**PROVIDED TEXT:**
Tragic as it can be at times, Up and Down is primarily comic. When his dark-skinned adopted baby is discovered, Franta is drummed out of the racist gang of football supporters by "The Colonel" (Jaroslav Dusek). Franta is forced to witness his phone number being deleted from the Colonel's cell phone—not quite "blood in, blood out."

Always, Hrebejk fools us. At first sight, Franta looks like bad news. Yet he and Mila exhibit the abrasive yet close rapport of a couple in one of George Booth's cartoons for The New Yorker. (Instead of a grimacing dog, Franta and Mila own a grimacing cat.)

By contrast, Vera is initially easy to like. The middle-aged gal has a taste for kitschy toys that she buys at the Vietnamese-run flea market. And she enjoys a merry, untroubled rapport with her nouveau-Aussie son. At the family reunion scene, we're even more in favor of this middle-aged gal, who curtly demands beer instead of the offered wine—all the better to show up her husband's conceited blonde girlfriend.

**DATA EXCERPTS:**
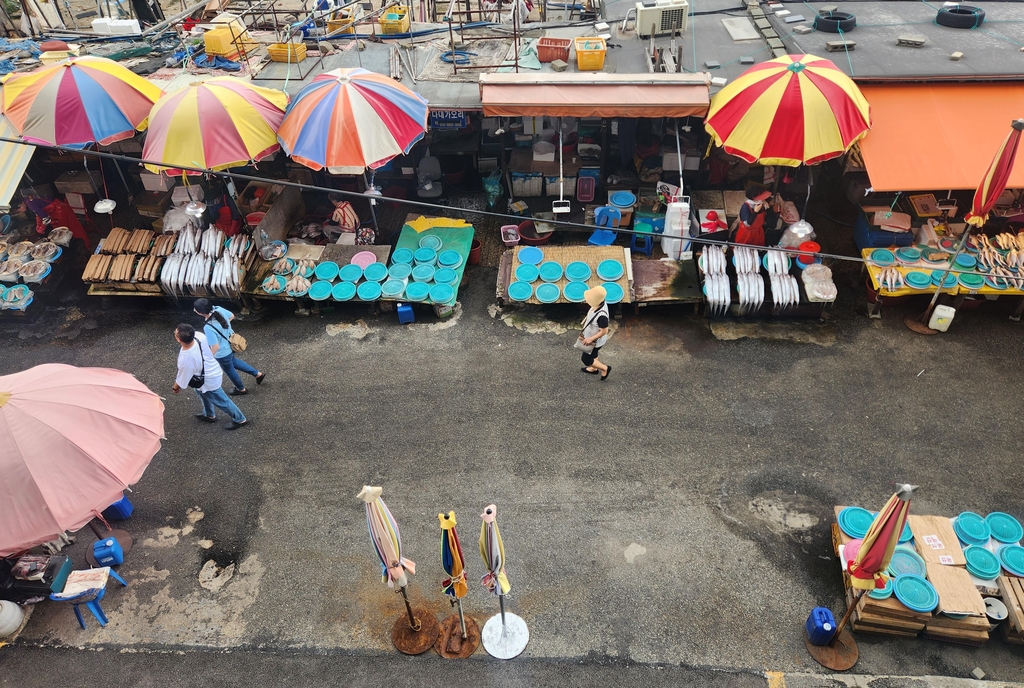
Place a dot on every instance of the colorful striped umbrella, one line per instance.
(790, 111)
(79, 101)
(995, 177)
(454, 564)
(214, 125)
(350, 119)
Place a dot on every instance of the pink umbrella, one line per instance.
(72, 439)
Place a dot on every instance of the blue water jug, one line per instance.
(108, 552)
(820, 626)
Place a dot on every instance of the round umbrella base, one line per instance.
(409, 641)
(838, 655)
(124, 540)
(451, 644)
(919, 327)
(508, 640)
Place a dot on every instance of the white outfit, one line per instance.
(190, 362)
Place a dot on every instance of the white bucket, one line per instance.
(11, 616)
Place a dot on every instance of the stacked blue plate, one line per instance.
(855, 521)
(417, 291)
(1005, 527)
(520, 291)
(548, 293)
(530, 255)
(915, 593)
(981, 563)
(573, 291)
(401, 257)
(551, 271)
(883, 593)
(906, 562)
(612, 292)
(578, 271)
(972, 528)
(1012, 558)
(527, 273)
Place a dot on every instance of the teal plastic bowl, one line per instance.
(441, 294)
(446, 275)
(320, 291)
(399, 271)
(551, 271)
(401, 257)
(392, 289)
(425, 256)
(343, 291)
(375, 272)
(369, 291)
(350, 272)
(417, 291)
(327, 270)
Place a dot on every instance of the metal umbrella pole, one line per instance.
(505, 635)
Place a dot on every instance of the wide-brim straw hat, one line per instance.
(595, 297)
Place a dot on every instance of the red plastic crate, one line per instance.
(550, 49)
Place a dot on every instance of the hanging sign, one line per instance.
(449, 119)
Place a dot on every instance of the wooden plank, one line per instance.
(1010, 598)
(956, 592)
(925, 528)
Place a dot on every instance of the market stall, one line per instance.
(952, 579)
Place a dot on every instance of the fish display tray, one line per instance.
(592, 256)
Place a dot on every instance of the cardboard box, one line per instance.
(936, 541)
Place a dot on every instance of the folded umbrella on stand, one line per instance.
(505, 635)
(460, 635)
(418, 632)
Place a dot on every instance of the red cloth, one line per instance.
(61, 215)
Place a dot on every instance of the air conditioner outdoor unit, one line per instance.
(664, 17)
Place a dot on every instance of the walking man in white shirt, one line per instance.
(198, 369)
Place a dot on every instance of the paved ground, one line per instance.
(676, 515)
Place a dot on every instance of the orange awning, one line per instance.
(597, 94)
(938, 136)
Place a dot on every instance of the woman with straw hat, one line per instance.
(595, 332)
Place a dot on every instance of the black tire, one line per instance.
(961, 16)
(835, 23)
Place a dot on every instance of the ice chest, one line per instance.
(108, 552)
(120, 510)
(820, 626)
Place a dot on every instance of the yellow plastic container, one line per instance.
(401, 25)
(287, 52)
(590, 53)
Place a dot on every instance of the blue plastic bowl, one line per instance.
(441, 294)
(423, 272)
(399, 271)
(327, 270)
(320, 291)
(343, 291)
(402, 257)
(350, 272)
(369, 291)
(417, 291)
(375, 272)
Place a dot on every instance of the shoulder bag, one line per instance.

**TASK STATEMENT:** Copy from the review of Up and Down, starting at the words "Always, Hrebejk fools" and stopping after the words "conceited blonde girlfriend.". The entries have no connection to the review.

**CORRECT RESULT:**
Always, Hrebejk fools us. At first sight, Franta looks like bad news. Yet he and Mila exhibit the abrasive yet close rapport of a couple in one of George Booth's cartoons for The New Yorker. (Instead of a grimacing dog, Franta and Mila own a grimacing cat.)

By contrast, Vera is initially easy to like. The middle-aged gal has a taste for kitschy toys that she buys at the Vietnamese-run flea market. And she enjoys a merry, untroubled rapport with her nouveau-Aussie son. At the family reunion scene, we're even more in favor of this middle-aged gal, who curtly demands beer instead of the offered wine—all the better to show up her husband's conceited blonde girlfriend.